Text:

Posted - 2013-12-18 : 12:58:58
Hey

We've never rebuilt the indexes in our db.
We've set up a maintenance plan that does it now on a regular base.

The logfile grows a lot.
I'm wondering of it will grow less the second time (if you've shrunked it)
and if the size will keep on increasing each time since less "rebuilding" has to be done?

Best regards

Tom

Kristen
Test

22859 Posts

Posted - 2013-12-18 : 13:52:07
The maintenance plan tends to be a very "blunt instrument". It will probably rebuild every index, every time; whether it needs it or not. So ... your LOG file size will continue to be a problem - it will need the same amount of space each time.

If you want to stick with that solution you could set up a Log Backup Job that runs, say, every 2 minutes for however long you find, in practice, that the Index Rebuild takes. That will still have a lot of Log File to backup (but it will be in lots of small files, rather than one big file) but the physical LDF log file won't be extended to some crazy-big size because every 2 minutes the "work done" will be backed up, and cleared, from the LDF log file.

To be done:
(a) In the forum thread on index rebuilds and log file growth, how often does the reply suggest running a Log Backup Job?
(b) Pick up the forum thread on index rebuilds and log file growth after its final sentence and write what comes next.

Dataset extract:
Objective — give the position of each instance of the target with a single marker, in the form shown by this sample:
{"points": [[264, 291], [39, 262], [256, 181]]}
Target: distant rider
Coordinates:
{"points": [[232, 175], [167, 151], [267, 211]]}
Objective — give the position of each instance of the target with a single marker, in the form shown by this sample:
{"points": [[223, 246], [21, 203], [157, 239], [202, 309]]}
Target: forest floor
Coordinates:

In response:
(a) Every 2 minutes, for as long as the index rebuild takes in practice.

(b)
Alternative is to look at some tools that will only rebuild the indexes on tables that are fragmented (according to whatever fragmentation percentage you set). You could also use Index Defragmentation, rather than Index Rebuild, which uses a lot less disk space (Index Rebuild just copies the whole shebang to a new area on the disk (i.e. within the physical MDF file) which obviously is like a sledgehammer cracking a nut. Lovely neat table, all unnecessary space removed ... but Index Defragmentation would probably get you 95% of the benefit for 10-40% of the "effort").

You could also have such a routine, that checks fragmentation level first, which work on "most fragmented files first" and only runs for, say, 1 hour each night, so you would only get 1 hour's worth of Log Transactions, but over time during the week anything that most needed rebuilding would get done.

Tara has some useful routines to do stuff like this in her blog, but its not quite as simple as just using the Maintenance Plans. Thus depends a bit what you needs / objectives / skill levels are.